Dear Editor: Does T&T practice selective law enforcement? And what are the ramifications?


“The disproportionate prosecution of working class criminals ultimately serves to maintain ruling-class power and to reinforce ruling class ideology—thus performing ‘ideological functions’ for the ruling class.”

Orson Rogers considers potential flaws in the way that Trinidad and Tobago deals with crime:

Photo: Acting Commissioner of Police Stephen Williams. (Copyright Trinidad Guardian)
Photo: Acting Commissioner of Police Stephen Williams.
(Copyright Trinidad Guardian)

As an armchair crime watcher and based on considerable research/ readings on crime, conclusions may be summarised into four key points:

  1. This society encourages criminal behaviour—that is it is crimogenic;
  2. The Law is made by the elite of this society and tends to work in their interests;
  3. All classes, not just the working classes commit crime, and the crimes of the elite class are costlier than street crime;
  4. The state practices Selective Law Enforcement. The Criminal Justice system mainly concerns itself with policing and punishing the marginalised, not the wealthy, and this performs ideological functions for the elite classes.

This society can be said to be crimogenic in three major ways:


  1. This society encourages individuals to pursue self-interest rather than public duty;
  2. This society encourages individuals to be materialistic consumers, making us aspire to an unrealistic and often unattainable lifestyle;
  3. This society generates massive inequality and poverty, conditions which are correlated with higher crime rates.

Now for the surprise! If you agree with the above, you are agreeing with the Marxist perspective on crime.

> Directive 1:
In the letter on selective law enforcement, which perspective on crime does a reader agree with by accepting the points it lists?
> Directive 2:
Translate this sentence from the letter on selective law enforcement into Spanish: "This society generates massive inequality and poverty, conditions which are correlated with higher crime rates."

Dataset rows showing where objects appear:
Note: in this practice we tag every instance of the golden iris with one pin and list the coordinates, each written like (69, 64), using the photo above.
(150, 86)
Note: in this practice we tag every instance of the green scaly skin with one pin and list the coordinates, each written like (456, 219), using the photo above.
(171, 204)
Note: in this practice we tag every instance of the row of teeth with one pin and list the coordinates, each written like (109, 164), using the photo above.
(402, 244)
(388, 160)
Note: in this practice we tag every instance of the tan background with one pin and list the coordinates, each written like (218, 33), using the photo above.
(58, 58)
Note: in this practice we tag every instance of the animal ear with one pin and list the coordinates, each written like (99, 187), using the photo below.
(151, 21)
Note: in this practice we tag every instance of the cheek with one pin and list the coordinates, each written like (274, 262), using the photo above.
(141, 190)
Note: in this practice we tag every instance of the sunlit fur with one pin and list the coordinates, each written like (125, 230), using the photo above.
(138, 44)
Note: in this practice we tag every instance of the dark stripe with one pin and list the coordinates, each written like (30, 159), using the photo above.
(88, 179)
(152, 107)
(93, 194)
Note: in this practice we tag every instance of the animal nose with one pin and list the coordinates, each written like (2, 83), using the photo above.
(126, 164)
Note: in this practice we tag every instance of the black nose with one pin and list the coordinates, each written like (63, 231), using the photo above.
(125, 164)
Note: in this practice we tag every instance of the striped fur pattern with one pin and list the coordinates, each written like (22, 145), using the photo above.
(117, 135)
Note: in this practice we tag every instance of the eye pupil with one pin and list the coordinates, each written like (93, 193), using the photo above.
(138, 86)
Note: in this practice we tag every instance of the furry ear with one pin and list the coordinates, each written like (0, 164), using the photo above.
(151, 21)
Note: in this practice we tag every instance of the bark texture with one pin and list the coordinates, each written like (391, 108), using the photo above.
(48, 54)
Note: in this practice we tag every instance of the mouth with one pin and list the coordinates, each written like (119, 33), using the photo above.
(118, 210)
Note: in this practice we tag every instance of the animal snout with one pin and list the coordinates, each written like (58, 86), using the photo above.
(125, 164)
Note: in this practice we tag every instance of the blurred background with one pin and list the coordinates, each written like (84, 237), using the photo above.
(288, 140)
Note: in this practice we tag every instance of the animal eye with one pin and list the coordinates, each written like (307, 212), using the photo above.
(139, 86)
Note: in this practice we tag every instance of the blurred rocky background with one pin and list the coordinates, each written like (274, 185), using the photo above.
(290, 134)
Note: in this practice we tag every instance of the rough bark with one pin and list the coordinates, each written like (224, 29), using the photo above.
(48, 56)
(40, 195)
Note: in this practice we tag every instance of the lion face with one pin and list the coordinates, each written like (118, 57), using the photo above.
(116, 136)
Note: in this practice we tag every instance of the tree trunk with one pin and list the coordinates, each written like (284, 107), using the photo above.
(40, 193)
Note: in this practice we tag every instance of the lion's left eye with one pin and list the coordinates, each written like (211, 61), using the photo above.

> Complete output 1:
The Marxist perspective on crime.

> Complete output 2:
Esta sociedad genera una desigualdad y una pobreza masivas, condiciones que están correlacionadas con tasas de criminalidad más altas.